▶ _Questions_
(1) Write out the passage of the letter to a late sibling that opens with the words containing "Juan still blames" and closes with "I don’t know.".
(2) Extend the letter to a late sibling, picking up after its final sentence.

*** Study text ***

I’m sorry

I’m sorry wasn’t there when you passed away. I know you kept telling me you were scared to be alone and asked if I could spend the night at the hospital with you. I’m sorry I never did. I should have.

It’s been a month and two weeks since you passed away. Our siblings are somewhat okay.

Juan still blames himself. He thinks his bone marrow wasn’t good enough to safe you and therefore he’s not good enough either. But I’ve been trying to do fun stuff with him but I don’t know what 11 year olds like to do anymore.

Sofia just turned four. She keeps asking us to go to the hospital to see you. We keep telling her that your gone but she keeps asking. She has a whole container of candy for you from her birthday. She says she’s saving it so the both of you can share it.

Alisha well she’s not talking to anyone. I try but nothing. Mom says it’s her teenage years doing it but I don’t know.

*** End of Study text ***
*** The data ***

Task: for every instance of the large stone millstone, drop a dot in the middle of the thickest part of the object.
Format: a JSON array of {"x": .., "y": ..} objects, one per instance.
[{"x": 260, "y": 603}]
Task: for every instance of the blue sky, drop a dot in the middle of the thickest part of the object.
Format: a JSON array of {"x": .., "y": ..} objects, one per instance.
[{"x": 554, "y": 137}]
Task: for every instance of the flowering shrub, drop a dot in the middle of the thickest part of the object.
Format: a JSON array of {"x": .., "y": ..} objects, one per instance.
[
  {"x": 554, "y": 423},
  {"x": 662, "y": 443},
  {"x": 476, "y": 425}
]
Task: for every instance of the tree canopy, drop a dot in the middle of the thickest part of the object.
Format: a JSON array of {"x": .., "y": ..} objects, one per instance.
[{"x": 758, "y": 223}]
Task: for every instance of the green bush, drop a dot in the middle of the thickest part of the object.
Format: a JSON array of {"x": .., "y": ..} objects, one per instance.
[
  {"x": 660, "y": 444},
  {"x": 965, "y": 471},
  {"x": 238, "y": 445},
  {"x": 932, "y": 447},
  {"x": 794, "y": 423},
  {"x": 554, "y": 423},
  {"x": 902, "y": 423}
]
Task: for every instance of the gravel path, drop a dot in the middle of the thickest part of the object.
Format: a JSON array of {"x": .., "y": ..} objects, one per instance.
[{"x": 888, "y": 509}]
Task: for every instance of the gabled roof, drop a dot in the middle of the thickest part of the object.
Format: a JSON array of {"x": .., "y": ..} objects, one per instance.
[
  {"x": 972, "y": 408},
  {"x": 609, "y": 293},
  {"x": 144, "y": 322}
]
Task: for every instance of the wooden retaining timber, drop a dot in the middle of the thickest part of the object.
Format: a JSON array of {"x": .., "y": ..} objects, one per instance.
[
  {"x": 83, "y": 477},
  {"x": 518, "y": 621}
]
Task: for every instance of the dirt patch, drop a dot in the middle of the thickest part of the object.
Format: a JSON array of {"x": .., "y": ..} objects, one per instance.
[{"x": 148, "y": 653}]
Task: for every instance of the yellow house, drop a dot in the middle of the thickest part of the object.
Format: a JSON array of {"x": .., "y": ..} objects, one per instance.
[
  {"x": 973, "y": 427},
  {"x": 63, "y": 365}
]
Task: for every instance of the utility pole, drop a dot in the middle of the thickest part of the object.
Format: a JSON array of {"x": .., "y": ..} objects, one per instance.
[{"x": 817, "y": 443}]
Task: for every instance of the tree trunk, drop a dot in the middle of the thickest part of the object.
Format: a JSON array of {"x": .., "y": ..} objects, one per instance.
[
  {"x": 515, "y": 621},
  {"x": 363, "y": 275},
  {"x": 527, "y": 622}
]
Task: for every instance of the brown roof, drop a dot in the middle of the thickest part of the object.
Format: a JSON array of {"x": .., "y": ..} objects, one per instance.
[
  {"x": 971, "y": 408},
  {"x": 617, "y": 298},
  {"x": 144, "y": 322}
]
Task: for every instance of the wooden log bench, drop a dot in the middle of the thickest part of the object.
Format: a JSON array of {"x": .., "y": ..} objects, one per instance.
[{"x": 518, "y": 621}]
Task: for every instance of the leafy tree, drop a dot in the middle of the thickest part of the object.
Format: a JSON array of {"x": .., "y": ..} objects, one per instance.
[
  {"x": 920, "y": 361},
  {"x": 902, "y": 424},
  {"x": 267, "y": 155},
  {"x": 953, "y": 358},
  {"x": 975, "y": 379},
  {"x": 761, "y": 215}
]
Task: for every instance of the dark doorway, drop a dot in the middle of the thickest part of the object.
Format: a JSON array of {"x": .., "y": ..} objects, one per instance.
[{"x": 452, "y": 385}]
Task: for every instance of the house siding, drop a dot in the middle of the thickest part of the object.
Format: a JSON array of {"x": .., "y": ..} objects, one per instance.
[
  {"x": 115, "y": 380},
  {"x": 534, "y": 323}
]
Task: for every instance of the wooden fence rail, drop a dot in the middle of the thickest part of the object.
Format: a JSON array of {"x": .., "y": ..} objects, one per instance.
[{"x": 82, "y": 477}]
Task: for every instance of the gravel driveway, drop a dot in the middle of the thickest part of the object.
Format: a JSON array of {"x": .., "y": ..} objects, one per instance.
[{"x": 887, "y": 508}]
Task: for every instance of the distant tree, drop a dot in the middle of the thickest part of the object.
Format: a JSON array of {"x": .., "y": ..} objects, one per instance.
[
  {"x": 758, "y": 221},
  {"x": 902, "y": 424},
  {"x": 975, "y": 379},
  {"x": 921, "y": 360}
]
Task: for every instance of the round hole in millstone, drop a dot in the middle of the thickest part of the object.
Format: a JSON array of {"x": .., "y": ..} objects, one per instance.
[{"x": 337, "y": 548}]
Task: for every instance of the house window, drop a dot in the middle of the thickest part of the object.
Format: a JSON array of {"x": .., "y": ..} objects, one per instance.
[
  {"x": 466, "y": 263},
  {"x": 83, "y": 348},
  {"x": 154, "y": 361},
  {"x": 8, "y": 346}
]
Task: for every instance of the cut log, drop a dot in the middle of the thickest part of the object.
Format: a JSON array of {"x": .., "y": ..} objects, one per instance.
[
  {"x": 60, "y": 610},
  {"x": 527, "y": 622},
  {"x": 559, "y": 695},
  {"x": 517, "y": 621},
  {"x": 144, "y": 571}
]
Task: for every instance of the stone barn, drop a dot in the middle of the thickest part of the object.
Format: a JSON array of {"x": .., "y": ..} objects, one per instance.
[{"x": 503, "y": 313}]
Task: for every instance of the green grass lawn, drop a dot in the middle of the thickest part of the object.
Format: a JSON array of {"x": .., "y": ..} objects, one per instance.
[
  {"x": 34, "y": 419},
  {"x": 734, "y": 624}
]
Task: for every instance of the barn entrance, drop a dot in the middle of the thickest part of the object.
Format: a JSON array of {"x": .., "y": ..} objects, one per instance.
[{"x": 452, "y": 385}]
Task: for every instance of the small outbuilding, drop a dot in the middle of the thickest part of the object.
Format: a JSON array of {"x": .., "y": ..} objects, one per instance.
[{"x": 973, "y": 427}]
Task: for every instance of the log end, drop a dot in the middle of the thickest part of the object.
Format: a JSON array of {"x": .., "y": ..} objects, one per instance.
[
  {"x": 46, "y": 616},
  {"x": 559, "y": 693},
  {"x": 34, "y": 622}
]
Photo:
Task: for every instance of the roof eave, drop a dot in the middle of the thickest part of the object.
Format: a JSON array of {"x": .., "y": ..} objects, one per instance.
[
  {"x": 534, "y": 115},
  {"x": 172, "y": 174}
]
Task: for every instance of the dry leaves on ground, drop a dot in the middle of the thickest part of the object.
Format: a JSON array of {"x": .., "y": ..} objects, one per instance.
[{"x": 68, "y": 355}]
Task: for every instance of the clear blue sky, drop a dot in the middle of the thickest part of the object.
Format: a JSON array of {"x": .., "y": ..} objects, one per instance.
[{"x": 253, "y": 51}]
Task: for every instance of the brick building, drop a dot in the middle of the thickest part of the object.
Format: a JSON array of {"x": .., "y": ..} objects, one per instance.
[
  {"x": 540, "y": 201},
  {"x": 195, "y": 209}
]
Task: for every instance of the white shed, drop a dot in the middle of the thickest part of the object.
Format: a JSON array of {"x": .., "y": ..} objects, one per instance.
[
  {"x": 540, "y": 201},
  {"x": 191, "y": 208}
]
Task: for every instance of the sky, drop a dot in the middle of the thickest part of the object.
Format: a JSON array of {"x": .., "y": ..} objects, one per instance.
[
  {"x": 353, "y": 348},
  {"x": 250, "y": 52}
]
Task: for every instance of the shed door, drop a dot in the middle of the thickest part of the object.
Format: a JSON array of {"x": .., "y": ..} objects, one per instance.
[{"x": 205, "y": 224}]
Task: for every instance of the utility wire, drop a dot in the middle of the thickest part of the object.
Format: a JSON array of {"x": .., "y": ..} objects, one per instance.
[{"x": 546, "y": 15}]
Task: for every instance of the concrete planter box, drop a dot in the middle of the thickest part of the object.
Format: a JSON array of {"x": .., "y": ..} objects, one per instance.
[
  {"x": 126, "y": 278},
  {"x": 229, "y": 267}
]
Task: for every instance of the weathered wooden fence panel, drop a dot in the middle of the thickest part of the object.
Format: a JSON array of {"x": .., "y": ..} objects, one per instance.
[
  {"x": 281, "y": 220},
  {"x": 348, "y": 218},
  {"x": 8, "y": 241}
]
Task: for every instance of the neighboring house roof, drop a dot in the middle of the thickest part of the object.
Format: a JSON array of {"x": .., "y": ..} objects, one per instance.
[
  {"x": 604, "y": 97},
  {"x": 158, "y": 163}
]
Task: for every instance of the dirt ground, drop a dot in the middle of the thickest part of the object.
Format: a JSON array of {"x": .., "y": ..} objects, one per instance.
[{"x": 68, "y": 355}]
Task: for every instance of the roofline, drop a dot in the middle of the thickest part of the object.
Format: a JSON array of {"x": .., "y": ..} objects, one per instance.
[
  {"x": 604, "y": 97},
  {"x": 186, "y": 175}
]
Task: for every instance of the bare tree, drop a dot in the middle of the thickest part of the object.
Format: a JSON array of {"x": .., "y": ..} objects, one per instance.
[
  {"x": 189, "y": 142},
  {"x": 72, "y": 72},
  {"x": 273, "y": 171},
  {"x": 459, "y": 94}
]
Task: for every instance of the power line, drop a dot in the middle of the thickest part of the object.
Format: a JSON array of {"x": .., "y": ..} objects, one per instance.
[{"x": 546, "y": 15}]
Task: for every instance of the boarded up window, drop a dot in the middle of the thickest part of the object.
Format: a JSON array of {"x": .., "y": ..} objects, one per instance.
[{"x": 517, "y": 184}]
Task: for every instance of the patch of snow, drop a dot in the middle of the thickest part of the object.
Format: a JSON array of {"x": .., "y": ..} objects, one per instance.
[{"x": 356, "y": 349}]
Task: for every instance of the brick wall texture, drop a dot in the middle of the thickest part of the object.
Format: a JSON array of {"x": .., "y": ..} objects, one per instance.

*** End of The data ***

▶ _Answers by item number_
(1)
Juan still blames himself. He thinks his bone marrow wasn’t good enough to safe you and therefore he’s not good enough either. But I’ve been trying to do fun stuff with him but I don’t know what 11 year olds like to do anymore.

Sofia just turned four. She keeps asking us to go to the hospital to see you. We keep telling her that your gone but she keeps asking. She has a whole container of candy for you from her birthday. She says she’s saving it so the both of you can share it.

Alisha well she’s not talking to anyone. I try but nothing. Mom says it’s her teenage years doing it but I don’t know.

(2)
Mom and dad visit you weekly. Mom went back to the hospital the other week. They wouldn’t let her into your old room because they didn’t want her to get all well sad. You were dads favorite and he acts like he’s okay but we all know he goes to your tree everyday and cries.

Me well. I haven’t been able to go home or visit you. I’m sorry about that. Your niece Ava is a bully, eight month old bully yes she is. I have a cat. I wake up Ava and zeke every night to make sure they’re okay like I used to do with you.

I try talking to the family but no one really talks to me back. I guess I’ll always be the black sheep of the family. I miss you so much. You never made me feel left out.

I promise I’ll visit you on your birthday. I’ll bring a blue berry pie. You’ll be 18 soon or would have.